▶ [ACTIVITY]
When copying the data, keep every line exactly the same.

▶ [EXERCISE INPUTS]
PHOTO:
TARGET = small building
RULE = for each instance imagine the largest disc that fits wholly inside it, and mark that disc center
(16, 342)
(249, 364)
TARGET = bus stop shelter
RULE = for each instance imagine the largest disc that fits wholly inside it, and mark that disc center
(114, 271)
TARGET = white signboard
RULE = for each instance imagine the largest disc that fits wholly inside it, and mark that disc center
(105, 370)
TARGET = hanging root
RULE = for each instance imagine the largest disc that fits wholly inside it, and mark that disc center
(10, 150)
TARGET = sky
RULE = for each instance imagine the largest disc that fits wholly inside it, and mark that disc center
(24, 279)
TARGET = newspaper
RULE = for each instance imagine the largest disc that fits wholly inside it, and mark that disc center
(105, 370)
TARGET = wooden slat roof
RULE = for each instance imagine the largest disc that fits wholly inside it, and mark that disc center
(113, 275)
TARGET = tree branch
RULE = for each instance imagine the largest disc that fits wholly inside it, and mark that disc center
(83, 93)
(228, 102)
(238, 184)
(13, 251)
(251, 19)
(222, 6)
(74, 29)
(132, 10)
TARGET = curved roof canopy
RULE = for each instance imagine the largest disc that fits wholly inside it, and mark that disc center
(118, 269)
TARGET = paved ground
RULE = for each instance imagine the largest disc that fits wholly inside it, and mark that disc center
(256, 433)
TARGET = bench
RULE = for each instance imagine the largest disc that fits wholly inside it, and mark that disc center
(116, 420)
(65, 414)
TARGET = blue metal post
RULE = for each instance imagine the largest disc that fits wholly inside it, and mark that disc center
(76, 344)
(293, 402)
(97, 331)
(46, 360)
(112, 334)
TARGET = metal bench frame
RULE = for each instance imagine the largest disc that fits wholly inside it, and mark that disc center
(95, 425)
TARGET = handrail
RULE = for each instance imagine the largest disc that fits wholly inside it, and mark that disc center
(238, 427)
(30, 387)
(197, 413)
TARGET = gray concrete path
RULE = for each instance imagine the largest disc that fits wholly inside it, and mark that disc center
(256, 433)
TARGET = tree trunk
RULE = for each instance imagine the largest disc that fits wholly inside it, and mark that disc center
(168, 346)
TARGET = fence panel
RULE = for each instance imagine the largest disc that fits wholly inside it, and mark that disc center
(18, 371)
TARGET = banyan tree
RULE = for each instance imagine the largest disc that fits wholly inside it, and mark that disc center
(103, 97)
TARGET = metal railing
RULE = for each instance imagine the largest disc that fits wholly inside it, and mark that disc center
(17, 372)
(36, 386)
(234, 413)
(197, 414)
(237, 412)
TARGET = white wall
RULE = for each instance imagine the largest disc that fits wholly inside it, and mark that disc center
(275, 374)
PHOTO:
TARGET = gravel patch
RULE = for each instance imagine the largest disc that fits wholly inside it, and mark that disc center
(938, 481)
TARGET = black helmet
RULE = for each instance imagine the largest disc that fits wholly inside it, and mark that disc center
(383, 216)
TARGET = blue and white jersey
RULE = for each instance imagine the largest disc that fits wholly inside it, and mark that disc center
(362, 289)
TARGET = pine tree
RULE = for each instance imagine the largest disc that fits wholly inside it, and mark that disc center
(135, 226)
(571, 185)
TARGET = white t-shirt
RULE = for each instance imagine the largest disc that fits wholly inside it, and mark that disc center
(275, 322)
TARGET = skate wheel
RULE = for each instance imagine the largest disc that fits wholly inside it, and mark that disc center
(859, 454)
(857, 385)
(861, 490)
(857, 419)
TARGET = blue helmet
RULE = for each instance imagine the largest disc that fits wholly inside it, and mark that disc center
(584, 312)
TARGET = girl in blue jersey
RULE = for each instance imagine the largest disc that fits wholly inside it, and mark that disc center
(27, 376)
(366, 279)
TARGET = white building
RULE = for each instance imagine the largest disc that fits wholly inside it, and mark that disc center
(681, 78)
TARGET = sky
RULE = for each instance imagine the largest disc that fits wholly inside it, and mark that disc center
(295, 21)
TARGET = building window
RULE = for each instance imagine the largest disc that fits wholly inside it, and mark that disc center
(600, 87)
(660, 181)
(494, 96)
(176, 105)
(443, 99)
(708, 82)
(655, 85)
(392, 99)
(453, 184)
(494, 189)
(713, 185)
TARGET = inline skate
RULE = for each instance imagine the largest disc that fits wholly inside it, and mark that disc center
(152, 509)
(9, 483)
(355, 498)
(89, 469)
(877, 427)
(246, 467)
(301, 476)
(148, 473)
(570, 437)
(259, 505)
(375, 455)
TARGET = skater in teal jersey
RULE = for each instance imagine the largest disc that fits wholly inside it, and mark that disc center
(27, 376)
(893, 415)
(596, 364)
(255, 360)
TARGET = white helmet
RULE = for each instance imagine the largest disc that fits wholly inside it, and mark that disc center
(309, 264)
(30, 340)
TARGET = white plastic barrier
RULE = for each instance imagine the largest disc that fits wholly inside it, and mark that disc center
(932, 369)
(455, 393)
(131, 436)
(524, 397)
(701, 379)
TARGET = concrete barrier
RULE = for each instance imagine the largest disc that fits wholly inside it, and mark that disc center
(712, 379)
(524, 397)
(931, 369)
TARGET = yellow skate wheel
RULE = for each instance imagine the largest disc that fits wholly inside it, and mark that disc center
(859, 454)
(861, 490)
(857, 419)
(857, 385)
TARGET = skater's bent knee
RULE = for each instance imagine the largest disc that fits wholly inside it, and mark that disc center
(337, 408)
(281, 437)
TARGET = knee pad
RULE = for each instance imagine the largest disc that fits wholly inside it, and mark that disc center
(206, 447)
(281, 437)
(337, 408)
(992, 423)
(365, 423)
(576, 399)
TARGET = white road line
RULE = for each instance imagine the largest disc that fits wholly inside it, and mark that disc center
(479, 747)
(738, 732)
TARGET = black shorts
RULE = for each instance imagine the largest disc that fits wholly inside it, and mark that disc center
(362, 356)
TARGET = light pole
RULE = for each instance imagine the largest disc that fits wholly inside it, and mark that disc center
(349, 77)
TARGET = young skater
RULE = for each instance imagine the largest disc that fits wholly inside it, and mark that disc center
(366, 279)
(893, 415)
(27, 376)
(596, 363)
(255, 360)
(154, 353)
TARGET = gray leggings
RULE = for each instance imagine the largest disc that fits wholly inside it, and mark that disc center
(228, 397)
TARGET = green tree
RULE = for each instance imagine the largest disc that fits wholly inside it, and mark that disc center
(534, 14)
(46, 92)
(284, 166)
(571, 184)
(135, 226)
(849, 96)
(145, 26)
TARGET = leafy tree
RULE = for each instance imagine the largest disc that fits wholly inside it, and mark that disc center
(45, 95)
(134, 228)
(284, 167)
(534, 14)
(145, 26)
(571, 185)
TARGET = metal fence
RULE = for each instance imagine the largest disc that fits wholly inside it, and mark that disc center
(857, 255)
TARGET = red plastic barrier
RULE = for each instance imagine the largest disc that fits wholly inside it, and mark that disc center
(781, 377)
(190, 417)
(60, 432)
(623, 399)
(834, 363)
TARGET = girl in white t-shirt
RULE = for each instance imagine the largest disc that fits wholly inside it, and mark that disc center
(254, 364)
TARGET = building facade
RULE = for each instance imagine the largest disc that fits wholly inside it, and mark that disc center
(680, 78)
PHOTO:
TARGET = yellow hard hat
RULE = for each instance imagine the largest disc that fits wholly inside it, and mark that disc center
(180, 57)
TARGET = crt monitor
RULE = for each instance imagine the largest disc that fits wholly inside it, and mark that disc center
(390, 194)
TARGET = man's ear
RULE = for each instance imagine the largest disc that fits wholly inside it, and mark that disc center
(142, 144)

▶ [TASK ANSWER]
PHOTO:
TARGET = small building
RULE = for each instance imagine the largest disc that fits wholly inside it, and mark that disc center
(16, 342)
(249, 364)
TARGET = bus stop shelter
RULE = for each instance imagine the largest disc that fits wholly inside it, and mark that disc center
(114, 271)
TARGET = white signboard
RULE = for each instance imagine the largest disc that fits wholly inside it, and mark that disc center
(105, 370)
TARGET = hanging root
RULE = for each instance imagine the largest disc that fits wholly inside it, and mark that disc center
(10, 150)
TARGET = sky
RULE = for each instance imagine the largest disc that fits wholly inside it, and mark that disc center
(24, 279)
TARGET = newspaper
RULE = for each instance imagine the largest disc that fits wholly inside it, and mark that disc center
(105, 370)
TARGET = wooden slat roof
RULE = for each instance imagine the largest disc that fits wholly inside it, and mark that disc center
(113, 275)
TARGET = tree branch
RULE = for each instance imagine the largest disc that fits wholly inside it, and mark that disc center
(83, 93)
(228, 102)
(238, 184)
(13, 251)
(251, 19)
(222, 6)
(74, 29)
(132, 10)
TARGET = curved roof canopy
RULE = for each instance imagine the largest disc that fits wholly inside it, and mark that disc center
(118, 269)
TARGET = paved ground
RULE = for each instance imagine the largest disc that fits wholly inside it, and mark that disc center
(256, 433)
TARGET = bench
RULE = for each instance imagine the largest disc that fits wholly inside it, and mark that disc center
(116, 420)
(65, 414)
TARGET = blue metal post
RULE = for each instance imagine the largest disc that fits wholly inside it, and mark that disc center
(76, 344)
(293, 402)
(97, 331)
(46, 360)
(112, 334)
TARGET = metal bench frame
RULE = for each instance imagine the largest disc that fits wholly inside it, and mark that disc center
(95, 425)
TARGET = handrail
RULE = for each instance imagine the largest disc that fits wholly inside it, and mark that disc center
(238, 427)
(30, 387)
(197, 413)
TARGET = gray concrete path
RULE = for each instance imagine the largest disc that fits wholly inside it, and mark that disc center
(256, 433)
TARGET = tree trunk
RULE = for each instance imagine the largest disc that fits wholly inside it, and mark that disc center
(168, 346)
TARGET = fence panel
RULE = for each instance imagine the largest disc that fits wholly inside it, and mark that disc center
(18, 371)
TARGET = banyan tree
RULE = for each instance imagine the largest disc that fits wholly inside it, and mark that disc center
(103, 97)
TARGET = metal railing
RULE = for each instance imagine the largest disc that fits wholly inside it, and mark that disc center
(17, 372)
(36, 386)
(234, 413)
(197, 414)
(237, 412)
TARGET = white wall
RULE = for each instance imagine the largest disc that fits wholly inside it, and mark that disc center
(275, 374)
PHOTO:
TARGET = gravel patch
RULE = for each instance imagine the largest disc that fits wholly inside it, and mark that disc center
(938, 481)
TARGET = black helmet
RULE = for each instance imagine the largest disc that fits wholly inside it, and mark that disc center
(383, 216)
TARGET = blue and white jersey
RULE = for each instance imagine the largest disc that fits wholly inside it, and mark that disc center
(362, 289)
TARGET = pine tree
RULE = for each instance imagine the largest disc that fits wholly inside it, and mark that disc center
(135, 226)
(571, 185)
TARGET = white t-shirt
RULE = for each instance imagine the largest disc that fits wholly inside it, and mark that disc center
(275, 322)
TARGET = skate wheel
RULE = for each instance imagine the largest disc that fits wholly inside it, and mark that disc center
(859, 454)
(857, 385)
(861, 490)
(857, 419)
TARGET = blue helmet
RULE = for each instance imagine the largest disc that fits wholly inside it, and mark that disc center
(584, 312)
TARGET = girl in blue jersey
RULE = for each instance imagine the largest disc that fits wholly inside it, and mark that disc center
(27, 376)
(366, 279)
TARGET = white building
RULE = for each instance imagine the largest disc that fits wholly inside it, and mark that disc center
(681, 78)
TARGET = sky
RULE = for each instance imagine the largest disc that fits wholly inside it, and mark that disc center
(295, 21)
TARGET = building window
RULE = for each instance imagine the largest disc that fits wholly inside it, and mark that disc center
(600, 87)
(660, 181)
(494, 96)
(176, 105)
(443, 99)
(708, 82)
(655, 85)
(392, 99)
(453, 184)
(494, 189)
(713, 185)
TARGET = inline skate
RULE = for each instance imagine the largest disc that fits wholly inside it, and mark that disc center
(152, 509)
(9, 483)
(355, 498)
(89, 469)
(877, 427)
(246, 467)
(301, 476)
(148, 473)
(570, 437)
(259, 505)
(375, 455)
TARGET = skater in teal jersey
RULE = for each instance imagine the largest disc that fits wholly inside it, and mark that disc center
(27, 376)
(893, 415)
(596, 364)
(255, 360)
TARGET = white helmet
RULE = for each instance imagine the largest disc that fits wholly inside it, and mark that disc center
(309, 264)
(30, 340)
TARGET = white plastic barrier
RULE = for each instance imagine the largest disc that fits wholly inside it, and mark that disc center
(932, 369)
(455, 393)
(131, 436)
(524, 397)
(701, 379)
TARGET = concrete barrier
RULE = for each instance imagine the largest disc that fits wholly inside it, and mark that disc center
(712, 379)
(524, 397)
(931, 369)
TARGET = yellow skate wheel
RULE = for each instance imagine the largest disc that fits wholly inside it, and mark that disc center
(859, 454)
(861, 490)
(857, 419)
(857, 385)
TARGET = skater's bent knee
RULE = for each instance imagine the largest disc that fits wholly inside it, and mark that disc center
(337, 408)
(281, 437)
TARGET = knee pad
RULE = for each instance imagine the largest disc that fits wholly inside it, and mark that disc center
(206, 447)
(281, 437)
(337, 408)
(992, 423)
(365, 423)
(576, 399)
TARGET = white road line
RULE = for each instance imagine the largest disc that fits wholly inside it, and mark that disc center
(479, 747)
(738, 732)
TARGET = black shorts
RULE = for each instance imagine the largest disc that fits wholly inside it, and mark that disc center
(362, 356)
TARGET = light pole
RULE = for each instance imagine the largest disc that fits wholly inside it, and mark that disc center
(349, 77)
TARGET = young skater
RULE = for each instance imagine the largest disc that fits wholly inside it, and mark that disc center
(366, 279)
(893, 415)
(27, 376)
(596, 363)
(255, 360)
(154, 353)
TARGET = gray leggings
RULE = for each instance imagine the largest disc that fits wholly inside it, and mark that disc center
(228, 397)
TARGET = green tree
RULE = for each instance imagine the largest disc that fits wholly inside it, and mark that disc center
(534, 14)
(46, 92)
(284, 166)
(571, 184)
(135, 226)
(849, 96)
(145, 26)
TARGET = leafy tree
RULE = for each instance imagine the largest disc that fits wholly inside it, and mark that disc center
(45, 95)
(134, 228)
(284, 167)
(534, 14)
(145, 26)
(571, 185)
TARGET = metal fence
RULE = for each instance imagine the largest disc that fits wholly inside it, and mark that disc center
(857, 255)
TARGET = red plastic barrier
RULE = for each instance imagine the largest disc that fits wholly inside it, and mark that disc center
(781, 377)
(190, 417)
(60, 432)
(623, 399)
(834, 363)
TARGET = girl in white t-shirt
RULE = for each instance imagine the largest disc that fits wholly inside it, and mark that disc center
(254, 364)
TARGET = building facade
RULE = for each instance imagine the largest disc that fits wholly inside it, and mark that disc center
(680, 78)
PHOTO:
TARGET = yellow hard hat
RULE = for each instance imagine the largest disc that fits wholly inside it, and mark that disc center
(180, 57)
TARGET = crt monitor
RULE = for each instance imagine the largest disc that fits wholly inside it, and mark that disc center
(390, 194)
TARGET = man's ear
RULE = for each instance imagine the largest disc that fits wholly inside it, and mark that disc center
(142, 144)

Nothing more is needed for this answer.